**Task to carry out:**
Using the entries below, quote exactly the span of lines that begins with the line containing "Where can you find the white shirt" and ends with the final line.

++++++++

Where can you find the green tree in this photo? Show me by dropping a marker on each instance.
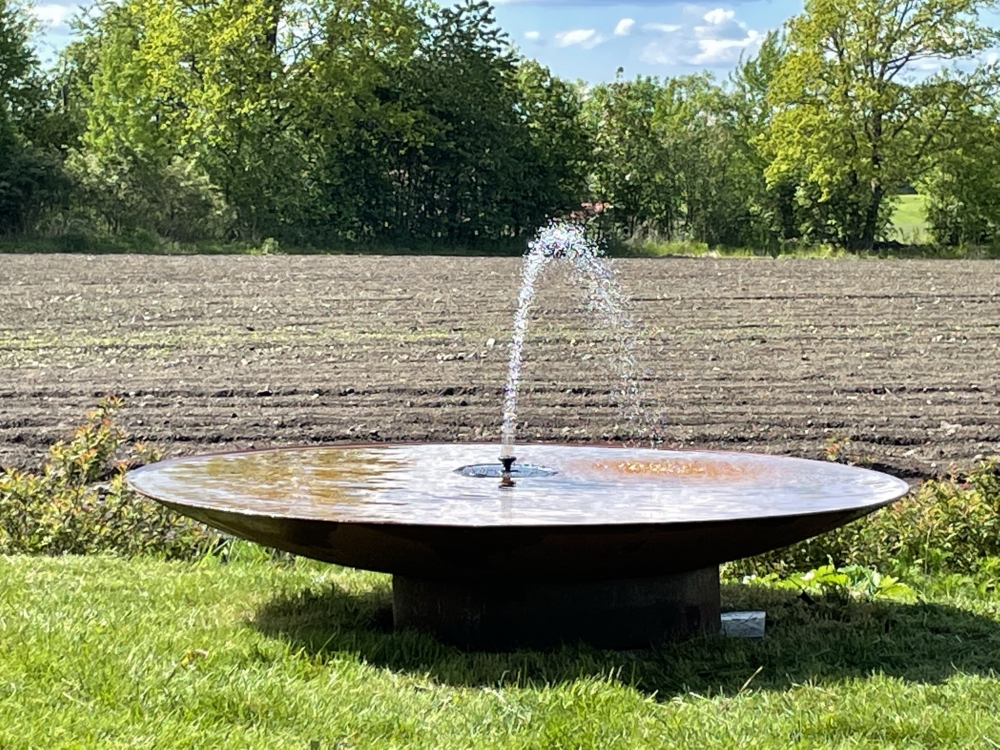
(31, 178)
(963, 187)
(851, 122)
(633, 166)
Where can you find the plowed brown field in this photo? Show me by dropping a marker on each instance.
(233, 351)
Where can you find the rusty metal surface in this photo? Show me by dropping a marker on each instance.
(608, 512)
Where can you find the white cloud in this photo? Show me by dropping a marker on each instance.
(719, 16)
(586, 38)
(664, 28)
(53, 14)
(724, 51)
(710, 38)
(624, 27)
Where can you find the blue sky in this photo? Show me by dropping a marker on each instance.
(591, 39)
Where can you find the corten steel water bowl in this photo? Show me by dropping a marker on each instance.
(619, 547)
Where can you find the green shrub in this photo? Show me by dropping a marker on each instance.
(80, 504)
(947, 525)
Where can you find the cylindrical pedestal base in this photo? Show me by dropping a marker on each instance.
(622, 614)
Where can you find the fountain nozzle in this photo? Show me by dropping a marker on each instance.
(508, 467)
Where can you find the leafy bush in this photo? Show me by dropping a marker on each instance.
(80, 504)
(947, 525)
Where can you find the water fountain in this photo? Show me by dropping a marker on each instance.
(616, 546)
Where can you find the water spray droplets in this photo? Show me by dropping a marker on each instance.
(609, 307)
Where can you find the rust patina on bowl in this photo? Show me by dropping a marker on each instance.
(598, 513)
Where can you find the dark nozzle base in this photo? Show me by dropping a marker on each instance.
(508, 466)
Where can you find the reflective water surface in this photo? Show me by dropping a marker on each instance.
(417, 484)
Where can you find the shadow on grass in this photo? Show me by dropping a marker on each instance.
(828, 640)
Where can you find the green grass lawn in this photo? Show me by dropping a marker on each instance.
(909, 221)
(103, 652)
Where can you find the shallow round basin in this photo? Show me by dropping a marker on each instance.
(597, 513)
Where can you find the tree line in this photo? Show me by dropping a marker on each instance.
(400, 121)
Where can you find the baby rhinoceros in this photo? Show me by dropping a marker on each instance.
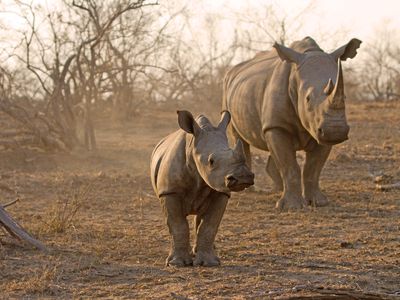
(193, 172)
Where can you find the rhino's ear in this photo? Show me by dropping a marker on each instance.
(347, 51)
(187, 122)
(225, 119)
(288, 54)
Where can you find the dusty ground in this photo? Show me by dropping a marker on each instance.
(116, 243)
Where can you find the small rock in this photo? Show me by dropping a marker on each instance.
(342, 157)
(383, 178)
(347, 245)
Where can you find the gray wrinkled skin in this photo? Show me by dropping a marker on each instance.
(193, 172)
(291, 99)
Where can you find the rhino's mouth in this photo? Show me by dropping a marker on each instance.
(240, 187)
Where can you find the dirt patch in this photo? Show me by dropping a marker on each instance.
(116, 243)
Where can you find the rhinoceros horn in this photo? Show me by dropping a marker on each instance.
(336, 97)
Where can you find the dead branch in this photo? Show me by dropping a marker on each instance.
(18, 231)
(11, 203)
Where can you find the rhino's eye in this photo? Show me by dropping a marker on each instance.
(211, 161)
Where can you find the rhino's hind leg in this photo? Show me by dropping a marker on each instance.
(178, 226)
(315, 161)
(207, 230)
(273, 172)
(233, 137)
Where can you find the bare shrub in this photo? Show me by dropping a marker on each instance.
(63, 213)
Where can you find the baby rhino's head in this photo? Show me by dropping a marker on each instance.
(222, 168)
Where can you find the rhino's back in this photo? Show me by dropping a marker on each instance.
(244, 90)
(168, 164)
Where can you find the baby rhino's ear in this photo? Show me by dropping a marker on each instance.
(225, 119)
(187, 122)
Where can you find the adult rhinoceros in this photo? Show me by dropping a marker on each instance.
(290, 99)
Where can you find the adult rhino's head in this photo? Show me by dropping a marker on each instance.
(222, 168)
(316, 88)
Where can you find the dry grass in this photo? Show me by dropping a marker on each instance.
(109, 240)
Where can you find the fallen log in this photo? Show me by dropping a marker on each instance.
(16, 230)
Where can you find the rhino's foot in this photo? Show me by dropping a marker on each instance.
(317, 199)
(177, 259)
(206, 259)
(288, 203)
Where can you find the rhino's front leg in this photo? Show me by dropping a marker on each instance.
(178, 226)
(207, 230)
(315, 161)
(284, 155)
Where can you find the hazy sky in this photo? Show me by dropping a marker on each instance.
(358, 18)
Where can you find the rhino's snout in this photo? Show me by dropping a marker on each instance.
(333, 134)
(236, 182)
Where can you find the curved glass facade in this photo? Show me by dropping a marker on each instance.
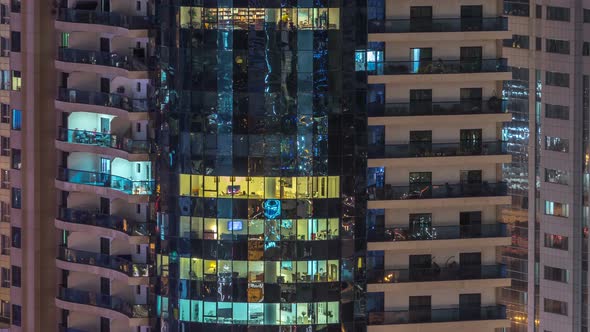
(262, 161)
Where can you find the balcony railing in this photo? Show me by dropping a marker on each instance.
(107, 261)
(405, 233)
(440, 67)
(439, 25)
(104, 99)
(104, 301)
(127, 62)
(491, 106)
(428, 315)
(120, 224)
(106, 180)
(425, 191)
(421, 150)
(104, 18)
(436, 274)
(106, 140)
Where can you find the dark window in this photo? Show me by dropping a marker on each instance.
(556, 274)
(557, 112)
(557, 46)
(5, 146)
(16, 198)
(557, 79)
(556, 241)
(15, 276)
(15, 41)
(16, 236)
(16, 159)
(558, 14)
(556, 144)
(555, 307)
(16, 315)
(517, 41)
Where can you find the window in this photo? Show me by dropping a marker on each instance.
(556, 176)
(517, 41)
(557, 209)
(16, 159)
(556, 144)
(558, 14)
(555, 307)
(15, 41)
(16, 120)
(4, 178)
(15, 233)
(16, 198)
(16, 316)
(5, 278)
(556, 241)
(4, 113)
(557, 46)
(556, 274)
(557, 79)
(5, 146)
(15, 276)
(16, 80)
(557, 112)
(5, 244)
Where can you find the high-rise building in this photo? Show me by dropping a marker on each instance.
(548, 50)
(436, 112)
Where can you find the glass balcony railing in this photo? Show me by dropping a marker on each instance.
(103, 139)
(491, 106)
(439, 25)
(425, 191)
(104, 301)
(120, 224)
(104, 99)
(127, 62)
(436, 274)
(416, 150)
(107, 261)
(104, 18)
(440, 67)
(405, 233)
(106, 180)
(428, 315)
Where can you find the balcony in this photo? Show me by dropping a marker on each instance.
(105, 141)
(425, 150)
(92, 61)
(426, 194)
(439, 25)
(107, 222)
(106, 103)
(104, 18)
(108, 306)
(114, 184)
(437, 315)
(431, 233)
(118, 264)
(436, 274)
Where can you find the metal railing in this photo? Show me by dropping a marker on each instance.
(440, 66)
(425, 191)
(106, 180)
(439, 25)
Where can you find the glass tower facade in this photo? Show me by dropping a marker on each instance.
(262, 159)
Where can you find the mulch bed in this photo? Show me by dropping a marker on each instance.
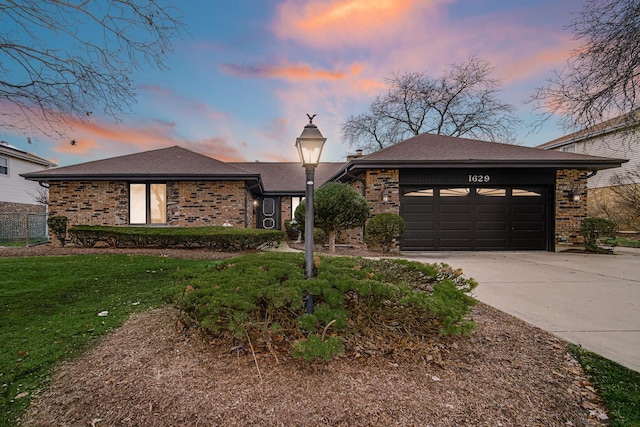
(154, 371)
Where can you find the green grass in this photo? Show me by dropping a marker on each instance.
(22, 242)
(618, 386)
(49, 312)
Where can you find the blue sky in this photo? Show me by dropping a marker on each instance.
(240, 83)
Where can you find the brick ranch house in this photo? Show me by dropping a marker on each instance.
(453, 193)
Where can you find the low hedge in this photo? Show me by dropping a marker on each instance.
(217, 238)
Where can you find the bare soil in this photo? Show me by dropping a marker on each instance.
(154, 371)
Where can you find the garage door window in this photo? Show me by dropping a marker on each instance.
(492, 192)
(427, 192)
(520, 192)
(454, 192)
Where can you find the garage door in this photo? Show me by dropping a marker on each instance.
(474, 218)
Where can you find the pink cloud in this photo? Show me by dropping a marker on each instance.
(343, 23)
(119, 139)
(289, 72)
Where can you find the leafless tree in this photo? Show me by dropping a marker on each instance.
(462, 102)
(41, 196)
(601, 79)
(61, 59)
(627, 186)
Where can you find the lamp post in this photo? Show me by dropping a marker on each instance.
(309, 146)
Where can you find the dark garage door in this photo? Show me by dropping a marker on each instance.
(474, 218)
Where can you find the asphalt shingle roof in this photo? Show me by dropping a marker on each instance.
(175, 162)
(287, 178)
(432, 150)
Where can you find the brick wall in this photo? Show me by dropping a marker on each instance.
(604, 202)
(189, 204)
(568, 213)
(376, 182)
(90, 202)
(14, 208)
(210, 203)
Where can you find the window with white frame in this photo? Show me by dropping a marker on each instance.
(147, 203)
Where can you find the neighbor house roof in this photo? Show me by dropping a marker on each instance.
(10, 150)
(440, 151)
(176, 163)
(618, 124)
(288, 178)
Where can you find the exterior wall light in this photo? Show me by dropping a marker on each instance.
(574, 194)
(385, 195)
(309, 146)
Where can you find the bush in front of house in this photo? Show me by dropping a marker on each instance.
(58, 226)
(384, 230)
(216, 238)
(594, 229)
(258, 299)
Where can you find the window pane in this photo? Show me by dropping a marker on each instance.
(454, 192)
(427, 192)
(492, 192)
(158, 203)
(137, 204)
(522, 192)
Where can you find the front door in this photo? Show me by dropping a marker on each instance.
(269, 213)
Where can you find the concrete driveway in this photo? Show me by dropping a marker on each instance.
(591, 300)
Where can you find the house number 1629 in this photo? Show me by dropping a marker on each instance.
(479, 178)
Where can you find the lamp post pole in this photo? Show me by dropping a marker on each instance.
(309, 146)
(308, 233)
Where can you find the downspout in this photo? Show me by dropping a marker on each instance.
(246, 199)
(361, 180)
(364, 192)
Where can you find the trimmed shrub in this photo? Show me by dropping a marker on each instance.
(384, 230)
(58, 226)
(594, 229)
(217, 238)
(261, 296)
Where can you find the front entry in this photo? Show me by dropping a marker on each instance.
(268, 215)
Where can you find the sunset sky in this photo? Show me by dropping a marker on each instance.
(241, 82)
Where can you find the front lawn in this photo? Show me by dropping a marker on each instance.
(54, 308)
(51, 308)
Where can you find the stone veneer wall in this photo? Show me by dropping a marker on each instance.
(604, 202)
(21, 208)
(90, 202)
(189, 204)
(202, 203)
(376, 181)
(569, 214)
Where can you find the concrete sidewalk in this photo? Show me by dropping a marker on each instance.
(586, 299)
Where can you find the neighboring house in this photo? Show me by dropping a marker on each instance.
(609, 139)
(454, 193)
(16, 193)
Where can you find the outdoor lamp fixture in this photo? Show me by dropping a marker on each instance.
(309, 146)
(385, 195)
(574, 195)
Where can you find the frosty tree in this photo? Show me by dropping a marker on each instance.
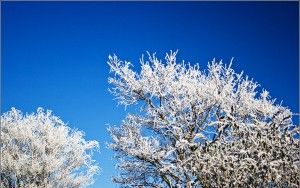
(40, 150)
(200, 128)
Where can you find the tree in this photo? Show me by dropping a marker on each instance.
(199, 128)
(40, 150)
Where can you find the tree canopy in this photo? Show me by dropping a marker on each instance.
(199, 128)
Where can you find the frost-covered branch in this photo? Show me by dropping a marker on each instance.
(200, 128)
(40, 150)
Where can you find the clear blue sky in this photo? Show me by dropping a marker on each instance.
(54, 53)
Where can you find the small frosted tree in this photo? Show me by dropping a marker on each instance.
(200, 128)
(40, 150)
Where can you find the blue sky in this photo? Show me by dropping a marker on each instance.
(54, 53)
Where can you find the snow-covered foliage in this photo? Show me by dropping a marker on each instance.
(200, 128)
(40, 150)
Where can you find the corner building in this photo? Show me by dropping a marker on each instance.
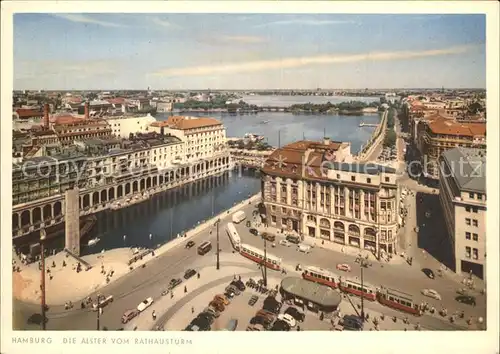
(308, 188)
(463, 200)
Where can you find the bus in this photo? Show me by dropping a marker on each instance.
(204, 248)
(239, 216)
(257, 255)
(233, 236)
(398, 300)
(350, 286)
(320, 275)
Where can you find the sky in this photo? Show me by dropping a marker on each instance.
(85, 51)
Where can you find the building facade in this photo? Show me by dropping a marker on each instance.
(463, 200)
(308, 189)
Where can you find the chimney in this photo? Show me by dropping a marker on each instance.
(86, 110)
(46, 116)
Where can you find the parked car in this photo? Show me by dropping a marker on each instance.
(129, 315)
(268, 237)
(293, 239)
(285, 243)
(145, 304)
(239, 284)
(189, 273)
(288, 319)
(431, 293)
(232, 324)
(234, 289)
(466, 299)
(280, 325)
(174, 282)
(219, 306)
(222, 299)
(292, 311)
(344, 267)
(253, 300)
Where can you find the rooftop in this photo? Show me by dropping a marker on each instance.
(317, 293)
(468, 167)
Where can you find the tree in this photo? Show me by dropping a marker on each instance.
(390, 138)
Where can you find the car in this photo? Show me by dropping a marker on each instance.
(253, 300)
(213, 312)
(466, 299)
(222, 299)
(189, 273)
(219, 306)
(174, 282)
(428, 272)
(292, 311)
(431, 293)
(234, 289)
(293, 239)
(239, 284)
(129, 315)
(280, 325)
(344, 267)
(288, 319)
(145, 304)
(285, 243)
(268, 237)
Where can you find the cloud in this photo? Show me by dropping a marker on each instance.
(243, 39)
(164, 23)
(79, 18)
(304, 22)
(287, 63)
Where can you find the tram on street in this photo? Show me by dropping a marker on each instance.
(350, 286)
(320, 275)
(398, 300)
(234, 237)
(257, 256)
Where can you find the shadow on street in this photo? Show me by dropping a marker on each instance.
(433, 236)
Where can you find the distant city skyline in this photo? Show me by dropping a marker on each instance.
(248, 51)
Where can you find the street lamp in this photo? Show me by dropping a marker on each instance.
(217, 225)
(43, 236)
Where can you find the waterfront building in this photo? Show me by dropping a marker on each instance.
(463, 200)
(437, 135)
(125, 125)
(308, 188)
(202, 137)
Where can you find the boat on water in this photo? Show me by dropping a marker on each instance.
(94, 241)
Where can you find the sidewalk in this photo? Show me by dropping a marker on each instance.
(67, 285)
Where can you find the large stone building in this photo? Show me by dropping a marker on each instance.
(309, 189)
(463, 200)
(202, 137)
(438, 135)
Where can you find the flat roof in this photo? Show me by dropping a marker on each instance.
(317, 293)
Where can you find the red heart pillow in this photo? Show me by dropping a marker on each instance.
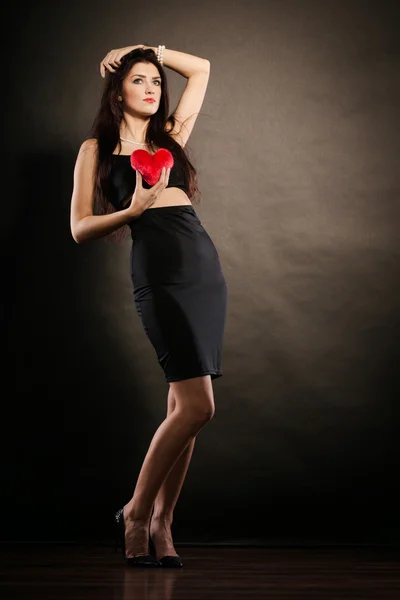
(150, 165)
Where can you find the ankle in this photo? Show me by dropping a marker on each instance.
(134, 515)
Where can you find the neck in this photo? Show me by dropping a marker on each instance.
(134, 129)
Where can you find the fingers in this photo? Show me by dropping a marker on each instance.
(111, 62)
(164, 177)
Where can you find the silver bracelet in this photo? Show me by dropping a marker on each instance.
(160, 54)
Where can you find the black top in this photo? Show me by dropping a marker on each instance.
(122, 179)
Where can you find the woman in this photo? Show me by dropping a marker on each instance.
(179, 290)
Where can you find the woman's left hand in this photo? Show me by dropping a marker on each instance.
(113, 59)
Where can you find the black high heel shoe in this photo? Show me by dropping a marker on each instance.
(168, 561)
(146, 560)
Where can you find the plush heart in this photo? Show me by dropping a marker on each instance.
(149, 166)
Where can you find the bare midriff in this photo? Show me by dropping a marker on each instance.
(170, 196)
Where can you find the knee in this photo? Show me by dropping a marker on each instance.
(202, 412)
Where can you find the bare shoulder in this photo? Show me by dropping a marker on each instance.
(89, 146)
(174, 131)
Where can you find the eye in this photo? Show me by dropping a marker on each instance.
(140, 79)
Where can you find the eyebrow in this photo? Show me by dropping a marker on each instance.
(141, 75)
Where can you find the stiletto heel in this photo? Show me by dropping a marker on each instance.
(168, 561)
(146, 560)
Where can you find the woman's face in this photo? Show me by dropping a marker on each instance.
(143, 81)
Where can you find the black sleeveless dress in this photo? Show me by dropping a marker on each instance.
(179, 289)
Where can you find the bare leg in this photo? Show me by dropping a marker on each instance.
(167, 497)
(194, 407)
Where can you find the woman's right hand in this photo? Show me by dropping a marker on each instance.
(143, 198)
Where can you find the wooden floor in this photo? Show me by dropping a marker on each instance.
(70, 572)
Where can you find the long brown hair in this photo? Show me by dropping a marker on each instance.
(106, 130)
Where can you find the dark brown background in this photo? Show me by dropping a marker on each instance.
(296, 148)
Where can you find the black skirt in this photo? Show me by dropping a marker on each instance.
(180, 291)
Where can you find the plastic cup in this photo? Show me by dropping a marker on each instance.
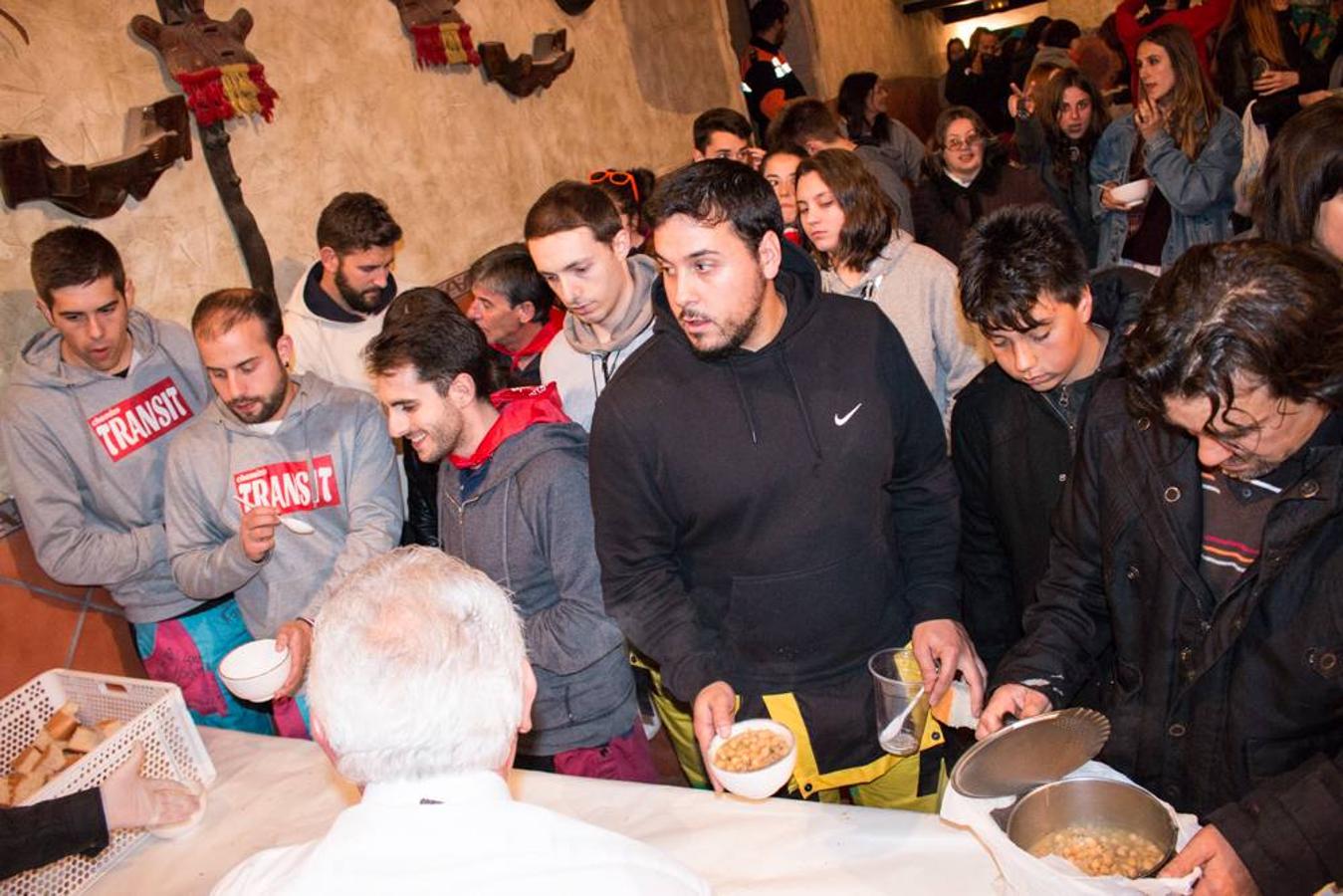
(896, 683)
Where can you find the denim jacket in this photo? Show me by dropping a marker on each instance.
(1200, 192)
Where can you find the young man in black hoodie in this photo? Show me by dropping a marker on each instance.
(773, 497)
(1014, 429)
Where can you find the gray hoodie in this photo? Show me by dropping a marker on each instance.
(916, 289)
(331, 464)
(580, 362)
(88, 452)
(528, 526)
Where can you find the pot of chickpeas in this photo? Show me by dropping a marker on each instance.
(1101, 826)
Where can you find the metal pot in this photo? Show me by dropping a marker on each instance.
(1092, 800)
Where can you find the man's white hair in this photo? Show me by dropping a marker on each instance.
(416, 669)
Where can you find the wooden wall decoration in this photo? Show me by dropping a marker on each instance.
(157, 137)
(442, 38)
(222, 81)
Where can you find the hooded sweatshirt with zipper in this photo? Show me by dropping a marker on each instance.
(916, 289)
(88, 450)
(331, 464)
(523, 515)
(581, 362)
(774, 518)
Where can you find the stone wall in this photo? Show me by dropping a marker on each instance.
(458, 160)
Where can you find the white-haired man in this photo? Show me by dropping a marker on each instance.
(419, 687)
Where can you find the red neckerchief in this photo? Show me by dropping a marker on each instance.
(553, 326)
(519, 408)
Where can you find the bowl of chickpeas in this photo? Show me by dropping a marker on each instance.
(1101, 826)
(755, 760)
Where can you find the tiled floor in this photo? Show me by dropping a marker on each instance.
(46, 625)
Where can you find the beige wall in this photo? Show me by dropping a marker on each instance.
(457, 160)
(854, 35)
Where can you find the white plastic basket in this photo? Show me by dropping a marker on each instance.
(153, 714)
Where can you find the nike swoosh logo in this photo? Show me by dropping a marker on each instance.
(841, 421)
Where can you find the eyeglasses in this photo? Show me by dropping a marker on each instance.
(615, 179)
(969, 142)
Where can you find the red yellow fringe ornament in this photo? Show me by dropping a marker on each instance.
(229, 92)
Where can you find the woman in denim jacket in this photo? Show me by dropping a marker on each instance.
(1185, 141)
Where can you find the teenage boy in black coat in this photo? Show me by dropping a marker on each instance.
(1200, 541)
(772, 493)
(1014, 429)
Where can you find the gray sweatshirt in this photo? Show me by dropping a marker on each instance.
(580, 362)
(88, 452)
(331, 464)
(916, 289)
(528, 526)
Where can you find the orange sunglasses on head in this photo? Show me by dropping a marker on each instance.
(615, 179)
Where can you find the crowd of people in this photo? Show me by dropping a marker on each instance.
(708, 441)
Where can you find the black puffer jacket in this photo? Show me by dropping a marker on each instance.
(1231, 710)
(1012, 452)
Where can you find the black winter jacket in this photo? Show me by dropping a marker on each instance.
(774, 518)
(1012, 452)
(1231, 710)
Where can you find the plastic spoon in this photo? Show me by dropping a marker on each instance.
(893, 727)
(297, 527)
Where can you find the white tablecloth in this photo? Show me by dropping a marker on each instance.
(273, 791)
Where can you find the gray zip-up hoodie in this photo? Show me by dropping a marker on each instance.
(916, 289)
(331, 464)
(528, 526)
(88, 450)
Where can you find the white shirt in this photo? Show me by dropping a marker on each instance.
(332, 349)
(460, 834)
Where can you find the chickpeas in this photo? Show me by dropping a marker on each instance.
(1101, 850)
(751, 751)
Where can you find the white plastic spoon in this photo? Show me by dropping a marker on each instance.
(892, 731)
(297, 527)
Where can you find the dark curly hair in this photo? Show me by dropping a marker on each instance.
(1253, 308)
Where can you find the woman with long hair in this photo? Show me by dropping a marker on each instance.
(1184, 141)
(1299, 200)
(967, 175)
(1055, 135)
(1260, 58)
(850, 227)
(862, 109)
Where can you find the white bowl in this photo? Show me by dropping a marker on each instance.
(1132, 192)
(254, 670)
(762, 782)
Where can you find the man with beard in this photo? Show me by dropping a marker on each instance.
(338, 305)
(513, 503)
(93, 403)
(274, 448)
(515, 308)
(1200, 547)
(773, 496)
(575, 237)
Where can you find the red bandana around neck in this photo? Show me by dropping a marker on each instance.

++++++++

**Finished task:**
Where can you find the white shirt in this photo? Show me by dropping a marker on each instance.
(332, 349)
(460, 834)
Where can you find the chickpeas in this photo? Show me by dropping a marker on each instance.
(1101, 850)
(751, 751)
Where can you find the white plastic spoon in this photo? Show me by dropping a marker on each instance.
(892, 731)
(297, 527)
Where can you find the dark curly hair in this photo? Show me by dropping a marker on each instance.
(1253, 308)
Where can you find the woman with long hair in this photo? Show me by dropping a marker on each instance.
(1184, 141)
(1299, 200)
(967, 175)
(1055, 135)
(1260, 58)
(850, 227)
(862, 109)
Where can you find the white bowl in this photo? Show me by dropping a marker on each instance.
(1132, 192)
(254, 670)
(762, 782)
Where can you find the man with beard in this photo? Show me by dropping a marker on each instance.
(338, 305)
(513, 503)
(93, 403)
(274, 448)
(515, 308)
(1200, 547)
(773, 496)
(575, 237)
Where can you find the red bandana around neck in this photo? Show me by dropping a marker on each instance.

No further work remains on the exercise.